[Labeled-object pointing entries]

☆ ☆ ☆ ☆ ☆ ☆ ☆

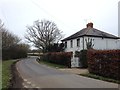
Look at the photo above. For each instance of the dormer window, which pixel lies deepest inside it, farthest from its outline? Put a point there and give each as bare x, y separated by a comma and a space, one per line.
78, 42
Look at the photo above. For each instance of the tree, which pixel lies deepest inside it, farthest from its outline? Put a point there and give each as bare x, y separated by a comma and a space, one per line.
8, 39
43, 33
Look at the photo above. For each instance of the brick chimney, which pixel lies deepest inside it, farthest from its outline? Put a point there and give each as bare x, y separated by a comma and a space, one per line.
90, 25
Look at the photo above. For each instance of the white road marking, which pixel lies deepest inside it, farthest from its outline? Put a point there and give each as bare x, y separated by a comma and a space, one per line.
33, 85
25, 80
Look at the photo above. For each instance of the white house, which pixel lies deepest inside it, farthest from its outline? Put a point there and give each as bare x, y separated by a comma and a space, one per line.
101, 41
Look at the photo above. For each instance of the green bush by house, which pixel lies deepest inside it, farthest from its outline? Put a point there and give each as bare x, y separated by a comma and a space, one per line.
105, 63
61, 58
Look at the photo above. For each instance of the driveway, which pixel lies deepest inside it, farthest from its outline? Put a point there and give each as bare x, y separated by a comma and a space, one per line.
36, 75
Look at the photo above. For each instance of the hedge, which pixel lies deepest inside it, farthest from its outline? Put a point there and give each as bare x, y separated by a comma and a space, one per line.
105, 63
62, 58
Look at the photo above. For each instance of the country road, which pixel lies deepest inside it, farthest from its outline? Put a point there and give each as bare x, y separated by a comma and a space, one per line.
36, 75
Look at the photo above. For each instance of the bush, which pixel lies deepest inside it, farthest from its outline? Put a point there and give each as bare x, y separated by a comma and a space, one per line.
83, 58
62, 58
105, 63
82, 55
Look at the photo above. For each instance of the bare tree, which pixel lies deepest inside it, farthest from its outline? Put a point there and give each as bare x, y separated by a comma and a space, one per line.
43, 33
8, 39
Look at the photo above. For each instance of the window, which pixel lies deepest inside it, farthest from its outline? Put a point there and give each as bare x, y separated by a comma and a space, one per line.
71, 43
78, 42
66, 44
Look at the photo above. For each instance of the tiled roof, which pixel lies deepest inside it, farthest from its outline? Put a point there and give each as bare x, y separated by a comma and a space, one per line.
92, 32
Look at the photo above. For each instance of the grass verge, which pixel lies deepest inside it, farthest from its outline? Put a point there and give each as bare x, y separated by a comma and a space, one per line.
51, 64
100, 78
6, 73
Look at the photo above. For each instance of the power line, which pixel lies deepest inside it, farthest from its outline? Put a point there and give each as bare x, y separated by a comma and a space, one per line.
46, 12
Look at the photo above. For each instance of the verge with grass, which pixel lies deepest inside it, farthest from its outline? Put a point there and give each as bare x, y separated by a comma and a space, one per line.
51, 64
100, 78
6, 73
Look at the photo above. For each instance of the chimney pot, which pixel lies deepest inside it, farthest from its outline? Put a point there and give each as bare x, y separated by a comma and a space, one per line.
90, 25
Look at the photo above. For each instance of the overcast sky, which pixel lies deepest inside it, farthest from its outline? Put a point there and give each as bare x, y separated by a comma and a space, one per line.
69, 15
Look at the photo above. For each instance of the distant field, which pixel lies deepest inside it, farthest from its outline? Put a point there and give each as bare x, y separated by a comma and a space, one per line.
6, 73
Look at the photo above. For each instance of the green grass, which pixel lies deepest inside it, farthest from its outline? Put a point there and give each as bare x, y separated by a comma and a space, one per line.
6, 73
100, 78
51, 64
0, 74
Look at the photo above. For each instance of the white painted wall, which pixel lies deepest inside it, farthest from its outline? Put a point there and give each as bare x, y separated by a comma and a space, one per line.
99, 44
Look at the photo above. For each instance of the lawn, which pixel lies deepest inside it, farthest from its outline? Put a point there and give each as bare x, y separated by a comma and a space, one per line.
6, 72
100, 78
51, 64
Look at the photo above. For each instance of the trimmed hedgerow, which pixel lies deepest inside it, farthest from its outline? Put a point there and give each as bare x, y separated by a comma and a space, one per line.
105, 63
62, 58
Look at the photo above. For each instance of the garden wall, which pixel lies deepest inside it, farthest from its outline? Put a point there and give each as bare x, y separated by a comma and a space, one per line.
105, 63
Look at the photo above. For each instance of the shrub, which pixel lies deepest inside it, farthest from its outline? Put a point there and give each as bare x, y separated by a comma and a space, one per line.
62, 58
105, 63
83, 58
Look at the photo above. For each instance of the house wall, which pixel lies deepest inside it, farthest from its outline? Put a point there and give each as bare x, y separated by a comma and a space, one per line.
99, 44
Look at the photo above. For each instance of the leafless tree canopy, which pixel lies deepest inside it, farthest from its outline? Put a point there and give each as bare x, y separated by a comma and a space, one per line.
8, 39
43, 33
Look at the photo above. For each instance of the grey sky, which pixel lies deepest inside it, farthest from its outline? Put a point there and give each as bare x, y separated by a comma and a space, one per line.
69, 15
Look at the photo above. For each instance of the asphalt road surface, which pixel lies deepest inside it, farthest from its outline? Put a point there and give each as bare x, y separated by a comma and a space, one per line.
36, 75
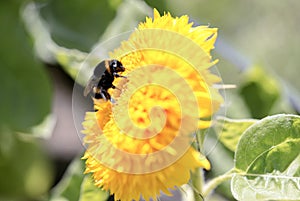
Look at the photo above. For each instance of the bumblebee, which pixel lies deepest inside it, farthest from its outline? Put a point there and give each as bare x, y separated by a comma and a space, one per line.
104, 74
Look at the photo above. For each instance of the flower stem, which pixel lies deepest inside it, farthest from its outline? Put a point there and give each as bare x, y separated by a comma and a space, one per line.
197, 184
198, 175
217, 181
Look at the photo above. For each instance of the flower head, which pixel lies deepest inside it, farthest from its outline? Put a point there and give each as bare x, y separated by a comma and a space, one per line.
141, 145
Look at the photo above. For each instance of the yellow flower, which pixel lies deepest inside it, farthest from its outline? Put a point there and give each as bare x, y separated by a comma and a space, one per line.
141, 144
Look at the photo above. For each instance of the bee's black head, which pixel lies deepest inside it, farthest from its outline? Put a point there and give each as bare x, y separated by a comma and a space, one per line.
116, 66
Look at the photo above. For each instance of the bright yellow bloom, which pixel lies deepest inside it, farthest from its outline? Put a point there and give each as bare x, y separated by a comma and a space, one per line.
141, 145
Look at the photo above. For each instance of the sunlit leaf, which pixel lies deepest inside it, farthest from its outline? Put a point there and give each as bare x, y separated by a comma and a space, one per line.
76, 186
25, 86
267, 160
259, 91
69, 187
77, 24
127, 16
230, 130
89, 192
25, 171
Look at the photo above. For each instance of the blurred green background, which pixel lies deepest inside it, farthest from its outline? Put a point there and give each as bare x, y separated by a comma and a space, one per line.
43, 44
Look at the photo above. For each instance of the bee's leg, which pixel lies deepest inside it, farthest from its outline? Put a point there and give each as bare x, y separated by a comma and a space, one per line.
118, 75
114, 87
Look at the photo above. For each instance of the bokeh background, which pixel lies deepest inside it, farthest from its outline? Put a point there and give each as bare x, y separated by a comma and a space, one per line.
43, 44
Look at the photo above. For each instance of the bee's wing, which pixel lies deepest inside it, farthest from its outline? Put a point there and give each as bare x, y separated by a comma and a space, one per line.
93, 81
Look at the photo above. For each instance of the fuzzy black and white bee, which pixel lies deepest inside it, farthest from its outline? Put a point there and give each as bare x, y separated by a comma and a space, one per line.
104, 74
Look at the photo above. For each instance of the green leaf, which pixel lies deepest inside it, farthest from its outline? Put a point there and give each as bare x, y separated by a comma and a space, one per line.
90, 192
76, 186
79, 31
259, 91
69, 187
25, 171
267, 160
230, 130
127, 17
25, 85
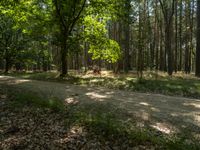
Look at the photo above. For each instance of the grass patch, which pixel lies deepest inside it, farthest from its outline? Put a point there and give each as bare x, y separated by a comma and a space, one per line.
187, 86
109, 128
33, 100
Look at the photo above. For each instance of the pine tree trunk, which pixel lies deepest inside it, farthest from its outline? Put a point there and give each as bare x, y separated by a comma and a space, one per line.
198, 41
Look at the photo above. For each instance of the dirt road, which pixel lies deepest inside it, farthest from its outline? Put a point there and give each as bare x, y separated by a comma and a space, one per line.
166, 114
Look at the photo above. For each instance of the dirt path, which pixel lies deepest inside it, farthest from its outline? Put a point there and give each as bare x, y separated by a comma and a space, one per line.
166, 114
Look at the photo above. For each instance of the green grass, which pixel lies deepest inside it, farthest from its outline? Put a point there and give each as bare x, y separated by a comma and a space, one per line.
33, 100
178, 86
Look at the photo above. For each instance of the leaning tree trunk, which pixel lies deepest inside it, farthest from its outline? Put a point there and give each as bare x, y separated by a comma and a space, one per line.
198, 41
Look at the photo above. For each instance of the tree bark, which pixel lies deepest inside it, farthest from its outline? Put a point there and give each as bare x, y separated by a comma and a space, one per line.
197, 73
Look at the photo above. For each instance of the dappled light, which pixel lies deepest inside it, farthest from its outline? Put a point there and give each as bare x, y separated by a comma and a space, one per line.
97, 96
162, 128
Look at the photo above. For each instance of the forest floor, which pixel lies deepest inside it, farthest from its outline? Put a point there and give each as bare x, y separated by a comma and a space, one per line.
52, 115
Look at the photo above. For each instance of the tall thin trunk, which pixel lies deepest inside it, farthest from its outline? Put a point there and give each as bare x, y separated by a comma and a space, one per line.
198, 41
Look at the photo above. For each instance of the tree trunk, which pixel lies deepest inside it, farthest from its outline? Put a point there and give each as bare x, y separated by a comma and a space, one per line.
198, 41
64, 52
168, 47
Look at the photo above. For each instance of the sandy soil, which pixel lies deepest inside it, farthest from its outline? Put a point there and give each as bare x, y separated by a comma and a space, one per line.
166, 114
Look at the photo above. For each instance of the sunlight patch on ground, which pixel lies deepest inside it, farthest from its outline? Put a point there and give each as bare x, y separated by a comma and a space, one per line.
144, 104
70, 100
73, 133
196, 105
162, 128
96, 96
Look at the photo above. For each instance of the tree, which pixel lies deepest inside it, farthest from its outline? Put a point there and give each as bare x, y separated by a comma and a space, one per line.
168, 12
198, 41
67, 12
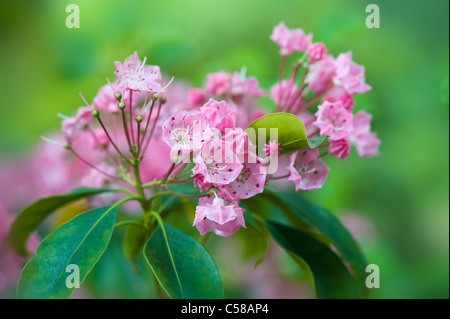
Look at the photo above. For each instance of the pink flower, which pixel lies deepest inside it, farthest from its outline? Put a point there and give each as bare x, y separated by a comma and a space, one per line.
334, 120
290, 40
218, 83
316, 52
320, 74
196, 97
365, 141
308, 120
219, 115
307, 170
250, 182
339, 148
272, 148
72, 126
345, 98
217, 163
286, 95
241, 86
223, 220
135, 75
349, 75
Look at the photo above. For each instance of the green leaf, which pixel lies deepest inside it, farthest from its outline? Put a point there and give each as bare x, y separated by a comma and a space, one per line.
255, 238
32, 216
331, 278
133, 242
81, 241
329, 226
316, 141
291, 131
444, 92
182, 266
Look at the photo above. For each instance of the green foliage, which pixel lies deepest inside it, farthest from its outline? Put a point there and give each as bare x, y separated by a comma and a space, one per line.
444, 92
133, 242
32, 216
331, 277
315, 222
81, 241
291, 131
182, 266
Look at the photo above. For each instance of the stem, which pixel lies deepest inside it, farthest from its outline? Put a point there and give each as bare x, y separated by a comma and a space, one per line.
139, 188
108, 155
129, 223
125, 128
131, 116
183, 195
164, 179
110, 139
323, 154
148, 122
152, 130
180, 181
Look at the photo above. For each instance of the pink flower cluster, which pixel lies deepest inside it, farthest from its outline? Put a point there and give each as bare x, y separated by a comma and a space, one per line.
335, 81
225, 163
139, 132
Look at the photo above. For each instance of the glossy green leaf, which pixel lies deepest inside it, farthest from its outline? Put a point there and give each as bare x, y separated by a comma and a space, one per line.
133, 242
81, 242
331, 278
444, 92
329, 226
255, 238
32, 216
182, 266
291, 131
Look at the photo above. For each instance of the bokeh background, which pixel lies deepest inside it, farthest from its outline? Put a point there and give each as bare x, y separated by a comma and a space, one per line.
401, 197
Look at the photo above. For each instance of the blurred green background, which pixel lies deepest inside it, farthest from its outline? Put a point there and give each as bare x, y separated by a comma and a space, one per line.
404, 191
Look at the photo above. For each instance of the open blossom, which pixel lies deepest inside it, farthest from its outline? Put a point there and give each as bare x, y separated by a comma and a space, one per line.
250, 182
286, 95
72, 126
240, 86
334, 120
307, 170
219, 115
196, 97
272, 148
10, 263
234, 84
217, 163
339, 148
224, 220
316, 52
349, 75
133, 74
320, 75
290, 40
365, 141
185, 132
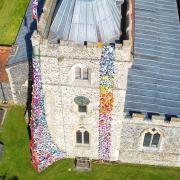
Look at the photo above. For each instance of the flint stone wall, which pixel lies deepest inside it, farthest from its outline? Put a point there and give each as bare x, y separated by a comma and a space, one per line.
5, 90
60, 88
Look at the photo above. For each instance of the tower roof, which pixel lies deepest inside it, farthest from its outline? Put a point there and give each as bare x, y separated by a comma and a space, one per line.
86, 20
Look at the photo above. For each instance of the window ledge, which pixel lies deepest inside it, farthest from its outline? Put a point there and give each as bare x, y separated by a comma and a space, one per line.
81, 82
82, 145
150, 149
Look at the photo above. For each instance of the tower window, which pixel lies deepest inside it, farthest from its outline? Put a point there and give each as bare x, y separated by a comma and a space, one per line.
81, 73
82, 108
151, 139
82, 137
86, 137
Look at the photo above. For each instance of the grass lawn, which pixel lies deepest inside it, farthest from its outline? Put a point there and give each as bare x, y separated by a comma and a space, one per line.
11, 15
16, 160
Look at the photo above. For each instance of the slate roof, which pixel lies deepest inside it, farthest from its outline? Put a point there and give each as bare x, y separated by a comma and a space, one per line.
154, 79
82, 20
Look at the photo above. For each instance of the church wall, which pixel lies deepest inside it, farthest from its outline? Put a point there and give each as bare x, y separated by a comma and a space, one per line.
18, 78
60, 88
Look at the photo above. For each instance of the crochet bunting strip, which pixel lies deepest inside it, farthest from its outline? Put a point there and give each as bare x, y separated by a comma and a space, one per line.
106, 101
44, 151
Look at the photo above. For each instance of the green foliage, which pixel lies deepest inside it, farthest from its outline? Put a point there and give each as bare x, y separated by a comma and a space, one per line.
11, 15
16, 160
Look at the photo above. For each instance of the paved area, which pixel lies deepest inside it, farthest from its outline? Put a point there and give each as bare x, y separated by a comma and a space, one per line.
4, 54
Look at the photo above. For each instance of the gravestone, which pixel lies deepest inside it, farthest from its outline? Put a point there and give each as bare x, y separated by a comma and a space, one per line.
1, 149
82, 164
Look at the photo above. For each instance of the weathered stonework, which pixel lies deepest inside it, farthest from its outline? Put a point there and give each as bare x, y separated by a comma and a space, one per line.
60, 89
58, 62
18, 78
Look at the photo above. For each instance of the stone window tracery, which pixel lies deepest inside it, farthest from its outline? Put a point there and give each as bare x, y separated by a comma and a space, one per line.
81, 73
151, 138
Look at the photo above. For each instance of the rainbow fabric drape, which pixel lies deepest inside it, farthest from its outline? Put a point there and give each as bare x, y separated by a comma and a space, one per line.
106, 101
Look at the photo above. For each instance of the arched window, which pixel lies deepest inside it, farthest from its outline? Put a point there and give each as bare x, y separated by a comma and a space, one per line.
78, 73
81, 73
82, 137
86, 137
79, 137
151, 138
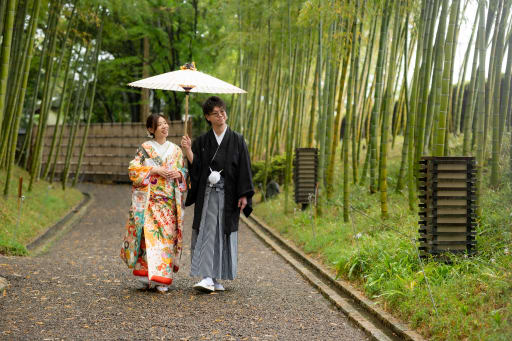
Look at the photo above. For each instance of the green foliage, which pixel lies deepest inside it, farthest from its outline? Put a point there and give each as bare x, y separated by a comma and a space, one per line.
42, 208
276, 171
472, 295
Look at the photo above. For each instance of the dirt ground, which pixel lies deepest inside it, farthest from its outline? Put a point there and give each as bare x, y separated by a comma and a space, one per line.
81, 289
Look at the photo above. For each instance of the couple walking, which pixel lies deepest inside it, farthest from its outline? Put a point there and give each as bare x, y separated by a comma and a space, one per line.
220, 187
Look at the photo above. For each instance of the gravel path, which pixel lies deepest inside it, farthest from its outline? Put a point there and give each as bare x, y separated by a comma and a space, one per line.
82, 290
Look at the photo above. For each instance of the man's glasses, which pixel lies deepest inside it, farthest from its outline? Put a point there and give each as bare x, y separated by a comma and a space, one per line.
218, 114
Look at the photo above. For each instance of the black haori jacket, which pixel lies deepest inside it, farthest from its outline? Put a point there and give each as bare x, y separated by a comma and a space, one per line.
233, 159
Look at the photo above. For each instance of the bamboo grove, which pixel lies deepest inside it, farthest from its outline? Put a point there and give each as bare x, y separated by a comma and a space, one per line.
67, 65
347, 77
371, 71
59, 62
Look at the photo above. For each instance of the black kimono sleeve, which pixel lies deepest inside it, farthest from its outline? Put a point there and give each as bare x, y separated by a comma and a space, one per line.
244, 179
194, 169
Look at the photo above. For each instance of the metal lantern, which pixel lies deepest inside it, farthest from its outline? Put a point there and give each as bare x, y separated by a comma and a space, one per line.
447, 205
305, 171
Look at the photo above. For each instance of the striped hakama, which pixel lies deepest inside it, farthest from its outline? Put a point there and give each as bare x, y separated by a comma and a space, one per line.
213, 252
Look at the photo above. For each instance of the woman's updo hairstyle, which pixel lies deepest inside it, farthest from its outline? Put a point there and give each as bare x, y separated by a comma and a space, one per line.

☆ ☆ ☆ ☆ ☆ ☆ ☆

=== PROBLEM TO WORK ON ===
Exactly reproduce the lines beginning with the one that contains "Look at the photo above. For each instance of the metal" and ending with the last line of the material, both included. Leave out everything else.

=== OUTPUT OF THE EXERCISE ===
Look at the photo above. For each instance of the metal lantern, which pixel lies deepest inside it, farthest from its outline? Put a point there and give each as bare x, y separated by a comma and a space, one per line.
447, 205
305, 171
Look at the photo above. For each instance of the striped hakama, which pixel lies deepest inside it, farthest from its outline? Put a point there and give each as bare x, y separated by a comma and a space, one per line.
213, 252
Look at the photo above. For each instance of the woman's updo hairstyle, which pixel lies deepest inside it, farthest from its outline? Put a point there and give each as bare x, y separated by a comma and a space, one per line.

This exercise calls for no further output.